## [WHAT NEEDS TO BE DONE]
Repeat the entries exactly as they are written.

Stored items
= = = =
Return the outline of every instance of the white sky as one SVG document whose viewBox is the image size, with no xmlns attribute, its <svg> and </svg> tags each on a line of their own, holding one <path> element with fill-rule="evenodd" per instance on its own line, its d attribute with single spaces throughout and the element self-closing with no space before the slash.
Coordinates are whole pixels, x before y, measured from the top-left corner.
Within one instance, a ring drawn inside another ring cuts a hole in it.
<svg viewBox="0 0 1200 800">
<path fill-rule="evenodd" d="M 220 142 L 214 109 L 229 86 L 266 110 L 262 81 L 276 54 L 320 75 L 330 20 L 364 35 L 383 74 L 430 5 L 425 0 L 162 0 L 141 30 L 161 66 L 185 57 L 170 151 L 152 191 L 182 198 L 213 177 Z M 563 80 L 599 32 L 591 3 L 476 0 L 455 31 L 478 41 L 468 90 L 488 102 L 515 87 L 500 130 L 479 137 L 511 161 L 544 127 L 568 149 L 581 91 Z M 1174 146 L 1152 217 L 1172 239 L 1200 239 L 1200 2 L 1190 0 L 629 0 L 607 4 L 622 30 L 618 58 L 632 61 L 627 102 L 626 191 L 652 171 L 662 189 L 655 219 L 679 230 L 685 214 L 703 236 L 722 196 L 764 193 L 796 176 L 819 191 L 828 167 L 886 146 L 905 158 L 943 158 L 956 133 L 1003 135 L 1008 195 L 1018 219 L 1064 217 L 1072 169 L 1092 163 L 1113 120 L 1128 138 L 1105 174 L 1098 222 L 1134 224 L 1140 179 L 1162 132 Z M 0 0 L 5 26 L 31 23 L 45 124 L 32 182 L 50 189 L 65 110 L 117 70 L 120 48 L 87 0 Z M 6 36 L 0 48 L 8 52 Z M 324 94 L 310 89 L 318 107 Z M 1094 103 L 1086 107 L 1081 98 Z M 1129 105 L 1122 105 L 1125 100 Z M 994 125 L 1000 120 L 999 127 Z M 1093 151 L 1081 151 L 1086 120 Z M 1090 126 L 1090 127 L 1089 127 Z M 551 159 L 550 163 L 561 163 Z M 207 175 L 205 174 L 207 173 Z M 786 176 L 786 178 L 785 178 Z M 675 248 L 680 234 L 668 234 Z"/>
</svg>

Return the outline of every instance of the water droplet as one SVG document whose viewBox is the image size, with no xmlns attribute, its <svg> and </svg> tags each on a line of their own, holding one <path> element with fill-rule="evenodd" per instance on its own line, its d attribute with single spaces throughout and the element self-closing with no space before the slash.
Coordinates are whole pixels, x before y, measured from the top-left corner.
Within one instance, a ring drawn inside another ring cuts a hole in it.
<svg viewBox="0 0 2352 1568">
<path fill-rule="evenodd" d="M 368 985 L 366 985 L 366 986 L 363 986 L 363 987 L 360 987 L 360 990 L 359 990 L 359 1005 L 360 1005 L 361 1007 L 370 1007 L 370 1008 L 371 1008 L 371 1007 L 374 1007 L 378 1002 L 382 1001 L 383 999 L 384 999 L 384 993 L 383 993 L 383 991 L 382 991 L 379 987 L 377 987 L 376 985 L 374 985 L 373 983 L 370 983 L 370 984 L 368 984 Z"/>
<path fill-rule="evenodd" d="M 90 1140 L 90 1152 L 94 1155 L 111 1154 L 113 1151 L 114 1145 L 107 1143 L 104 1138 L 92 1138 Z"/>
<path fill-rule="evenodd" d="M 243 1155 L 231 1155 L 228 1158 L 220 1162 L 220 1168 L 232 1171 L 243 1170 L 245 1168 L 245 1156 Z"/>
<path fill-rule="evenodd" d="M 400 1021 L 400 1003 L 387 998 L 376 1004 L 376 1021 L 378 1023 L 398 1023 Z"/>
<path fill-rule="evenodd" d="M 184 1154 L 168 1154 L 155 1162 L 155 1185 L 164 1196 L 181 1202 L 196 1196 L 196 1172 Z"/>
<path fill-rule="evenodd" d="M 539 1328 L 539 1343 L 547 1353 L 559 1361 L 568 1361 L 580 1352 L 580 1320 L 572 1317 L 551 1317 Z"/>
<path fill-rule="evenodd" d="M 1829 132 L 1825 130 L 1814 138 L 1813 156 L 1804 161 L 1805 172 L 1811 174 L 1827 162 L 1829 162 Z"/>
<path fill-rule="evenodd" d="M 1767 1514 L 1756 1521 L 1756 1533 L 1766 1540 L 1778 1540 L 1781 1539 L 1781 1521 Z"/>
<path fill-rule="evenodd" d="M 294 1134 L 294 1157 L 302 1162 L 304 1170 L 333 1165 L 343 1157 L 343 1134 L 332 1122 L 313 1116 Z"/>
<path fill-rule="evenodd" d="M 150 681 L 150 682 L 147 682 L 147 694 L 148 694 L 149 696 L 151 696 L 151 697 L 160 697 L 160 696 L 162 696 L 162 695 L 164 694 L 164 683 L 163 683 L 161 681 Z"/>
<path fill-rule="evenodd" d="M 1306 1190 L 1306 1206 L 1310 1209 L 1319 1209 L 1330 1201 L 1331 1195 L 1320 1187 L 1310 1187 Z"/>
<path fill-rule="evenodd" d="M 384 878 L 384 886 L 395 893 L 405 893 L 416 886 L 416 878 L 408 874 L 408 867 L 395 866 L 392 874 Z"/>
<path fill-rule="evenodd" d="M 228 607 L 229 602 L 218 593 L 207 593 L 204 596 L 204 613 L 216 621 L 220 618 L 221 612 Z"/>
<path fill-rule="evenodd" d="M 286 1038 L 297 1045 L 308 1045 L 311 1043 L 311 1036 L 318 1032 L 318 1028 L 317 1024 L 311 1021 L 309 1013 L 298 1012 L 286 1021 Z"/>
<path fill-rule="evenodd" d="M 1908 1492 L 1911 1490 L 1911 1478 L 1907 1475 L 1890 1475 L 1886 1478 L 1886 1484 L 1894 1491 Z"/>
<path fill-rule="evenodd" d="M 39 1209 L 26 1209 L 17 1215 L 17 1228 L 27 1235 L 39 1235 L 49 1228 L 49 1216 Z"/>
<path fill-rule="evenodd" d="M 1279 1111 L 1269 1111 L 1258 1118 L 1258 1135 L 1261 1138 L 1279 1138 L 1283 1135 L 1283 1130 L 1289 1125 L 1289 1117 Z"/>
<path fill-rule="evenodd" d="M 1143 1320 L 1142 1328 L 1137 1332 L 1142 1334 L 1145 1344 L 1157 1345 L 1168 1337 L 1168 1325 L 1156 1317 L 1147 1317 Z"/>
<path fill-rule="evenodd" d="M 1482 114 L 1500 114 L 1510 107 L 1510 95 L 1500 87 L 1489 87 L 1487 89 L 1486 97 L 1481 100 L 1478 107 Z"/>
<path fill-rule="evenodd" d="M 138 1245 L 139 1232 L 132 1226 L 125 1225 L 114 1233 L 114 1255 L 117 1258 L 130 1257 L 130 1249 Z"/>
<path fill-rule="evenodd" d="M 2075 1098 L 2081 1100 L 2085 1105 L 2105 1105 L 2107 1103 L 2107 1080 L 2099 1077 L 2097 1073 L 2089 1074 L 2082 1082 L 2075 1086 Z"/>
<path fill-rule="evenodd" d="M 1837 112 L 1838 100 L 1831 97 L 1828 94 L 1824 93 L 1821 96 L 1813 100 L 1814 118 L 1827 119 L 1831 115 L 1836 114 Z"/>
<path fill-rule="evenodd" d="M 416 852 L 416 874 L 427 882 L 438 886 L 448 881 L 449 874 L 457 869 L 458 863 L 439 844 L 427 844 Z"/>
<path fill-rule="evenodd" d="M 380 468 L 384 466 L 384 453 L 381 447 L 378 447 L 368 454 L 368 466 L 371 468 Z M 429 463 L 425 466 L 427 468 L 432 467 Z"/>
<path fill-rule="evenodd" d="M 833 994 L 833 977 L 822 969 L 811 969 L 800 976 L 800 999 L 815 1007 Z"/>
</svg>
= = = =
## [EXERCISE ANSWER]
Return the outline of every instance of the white sky as one SVG document whose viewBox is the image size, with no xmlns attribute, its <svg> and </svg> tags each on a line of their own, holding one <path> element with fill-rule="evenodd" per instance on its own line, its d attribute with single spaces throughout and the element self-closing with no space before the slash.
Coordinates are whole pixels, x before y, measured from the top-left corner.
Within one instance, a ring drawn inside another ring cuts a hole in it.
<svg viewBox="0 0 1200 800">
<path fill-rule="evenodd" d="M 220 142 L 214 109 L 229 86 L 266 110 L 262 81 L 276 54 L 320 75 L 330 20 L 364 35 L 383 74 L 430 5 L 425 0 L 162 0 L 141 30 L 161 66 L 185 57 L 170 151 L 152 191 L 182 198 L 213 177 Z M 563 80 L 599 32 L 591 3 L 476 0 L 455 31 L 478 41 L 468 90 L 488 102 L 515 87 L 500 130 L 479 137 L 511 161 L 544 127 L 568 149 L 581 91 Z M 1174 146 L 1152 217 L 1172 239 L 1200 239 L 1200 2 L 1190 0 L 629 0 L 607 4 L 622 30 L 618 58 L 632 61 L 627 102 L 626 191 L 652 171 L 662 189 L 655 219 L 679 230 L 685 214 L 703 236 L 722 196 L 764 193 L 796 176 L 819 191 L 828 167 L 886 146 L 905 158 L 943 158 L 956 133 L 1003 135 L 1008 195 L 1018 219 L 1064 217 L 1072 169 L 1092 163 L 1113 120 L 1128 138 L 1105 174 L 1098 222 L 1134 224 L 1140 179 L 1162 132 Z M 0 0 L 5 26 L 31 23 L 45 124 L 32 182 L 50 189 L 65 110 L 117 70 L 120 48 L 87 0 Z M 6 36 L 0 48 L 8 52 Z M 324 94 L 310 89 L 318 107 Z M 1094 103 L 1086 107 L 1081 98 Z M 1129 105 L 1122 105 L 1125 100 Z M 994 125 L 1000 120 L 999 127 Z M 1093 151 L 1081 151 L 1086 120 Z M 1090 126 L 1090 127 L 1089 127 Z M 551 159 L 550 163 L 561 163 Z M 207 175 L 205 174 L 207 173 Z M 786 176 L 786 178 L 785 178 Z M 675 248 L 680 234 L 668 234 Z"/>
</svg>

Return the outline of every instance of the water droplet as one SVG document whose viewBox is the image size, with no xmlns attribute, its <svg> and </svg> tags each on a line of their own, holding one <path> element with fill-rule="evenodd" per instance on its own line, its d attribute with single spaces throughout and the element self-closing with no space before the slash.
Coordinates are whole pixels, x before y, measured from the top-left corner.
Within one instance, a ring drawn inside another ring cuts a hole in it.
<svg viewBox="0 0 2352 1568">
<path fill-rule="evenodd" d="M 368 985 L 366 985 L 366 986 L 363 986 L 363 987 L 360 987 L 360 990 L 359 990 L 359 1005 L 360 1005 L 361 1007 L 370 1007 L 370 1008 L 371 1008 L 371 1007 L 374 1007 L 378 1002 L 382 1001 L 383 999 L 384 999 L 384 993 L 383 993 L 383 991 L 382 991 L 379 987 L 377 987 L 376 985 L 374 985 L 373 983 L 370 983 L 370 984 L 368 984 Z"/>
<path fill-rule="evenodd" d="M 90 1140 L 90 1152 L 94 1155 L 111 1154 L 113 1151 L 114 1145 L 107 1143 L 104 1138 L 92 1138 Z"/>
<path fill-rule="evenodd" d="M 243 1155 L 231 1155 L 228 1158 L 220 1162 L 220 1168 L 232 1171 L 243 1170 L 245 1168 L 245 1156 Z"/>
<path fill-rule="evenodd" d="M 400 1021 L 400 1003 L 387 998 L 376 1004 L 376 1021 L 378 1023 L 398 1023 Z"/>
<path fill-rule="evenodd" d="M 184 1154 L 168 1154 L 155 1162 L 155 1185 L 164 1196 L 181 1202 L 196 1196 L 196 1172 Z"/>
<path fill-rule="evenodd" d="M 539 1328 L 539 1343 L 547 1353 L 559 1361 L 568 1361 L 580 1352 L 580 1320 L 572 1317 L 551 1317 Z"/>
<path fill-rule="evenodd" d="M 1829 132 L 1825 130 L 1814 138 L 1813 156 L 1804 161 L 1805 172 L 1811 174 L 1827 162 L 1829 162 Z"/>
<path fill-rule="evenodd" d="M 1767 1514 L 1756 1521 L 1756 1533 L 1766 1540 L 1778 1540 L 1781 1539 L 1781 1521 Z"/>
<path fill-rule="evenodd" d="M 294 1134 L 294 1157 L 302 1162 L 304 1170 L 333 1165 L 343 1157 L 343 1134 L 332 1122 L 313 1116 Z"/>
<path fill-rule="evenodd" d="M 150 681 L 150 682 L 147 682 L 147 694 L 148 694 L 149 696 L 151 696 L 151 697 L 160 697 L 160 696 L 162 696 L 162 695 L 164 694 L 164 683 L 163 683 L 161 681 Z"/>
<path fill-rule="evenodd" d="M 1306 1190 L 1306 1206 L 1310 1209 L 1319 1209 L 1330 1201 L 1331 1195 L 1320 1187 L 1310 1187 Z"/>
<path fill-rule="evenodd" d="M 384 878 L 384 886 L 395 893 L 405 893 L 416 886 L 416 878 L 408 874 L 408 867 L 395 866 L 392 874 Z"/>
<path fill-rule="evenodd" d="M 228 607 L 229 602 L 218 593 L 207 593 L 204 596 L 204 613 L 216 621 L 220 618 L 221 612 Z"/>
<path fill-rule="evenodd" d="M 286 1038 L 297 1045 L 308 1045 L 311 1043 L 311 1036 L 318 1032 L 318 1028 L 317 1024 L 311 1021 L 309 1013 L 298 1012 L 286 1021 Z"/>
<path fill-rule="evenodd" d="M 1908 1492 L 1911 1490 L 1911 1478 L 1907 1475 L 1890 1475 L 1886 1478 L 1886 1484 L 1894 1491 Z"/>
<path fill-rule="evenodd" d="M 39 1209 L 26 1209 L 17 1215 L 17 1228 L 27 1235 L 39 1235 L 49 1228 L 49 1216 Z"/>
<path fill-rule="evenodd" d="M 1279 1111 L 1269 1111 L 1258 1118 L 1258 1135 L 1261 1138 L 1279 1138 L 1283 1135 L 1283 1130 L 1289 1125 L 1289 1117 Z"/>
<path fill-rule="evenodd" d="M 1143 1320 L 1142 1328 L 1137 1332 L 1142 1334 L 1145 1344 L 1157 1345 L 1168 1337 L 1168 1325 L 1156 1317 L 1147 1317 Z"/>
<path fill-rule="evenodd" d="M 1482 114 L 1500 114 L 1510 107 L 1510 95 L 1500 87 L 1489 87 L 1487 89 L 1486 97 L 1481 100 L 1478 107 Z"/>
<path fill-rule="evenodd" d="M 138 1245 L 139 1232 L 132 1226 L 125 1225 L 114 1233 L 114 1255 L 117 1258 L 130 1257 L 130 1249 Z"/>
<path fill-rule="evenodd" d="M 2075 1098 L 2081 1100 L 2085 1105 L 2105 1105 L 2107 1103 L 2107 1080 L 2099 1077 L 2097 1073 L 2089 1074 L 2082 1082 L 2075 1086 Z"/>
<path fill-rule="evenodd" d="M 1837 112 L 1838 100 L 1831 97 L 1828 94 L 1824 93 L 1821 96 L 1813 100 L 1814 118 L 1827 119 L 1831 115 L 1836 114 Z"/>
<path fill-rule="evenodd" d="M 416 852 L 416 874 L 427 882 L 438 886 L 448 881 L 449 874 L 457 869 L 458 863 L 439 844 L 427 844 Z"/>
<path fill-rule="evenodd" d="M 380 468 L 384 466 L 384 453 L 381 447 L 378 447 L 368 454 L 368 466 L 371 468 Z M 429 463 L 425 466 L 427 468 L 432 467 Z"/>
<path fill-rule="evenodd" d="M 833 994 L 833 977 L 822 969 L 811 969 L 800 976 L 800 999 L 815 1007 Z"/>
</svg>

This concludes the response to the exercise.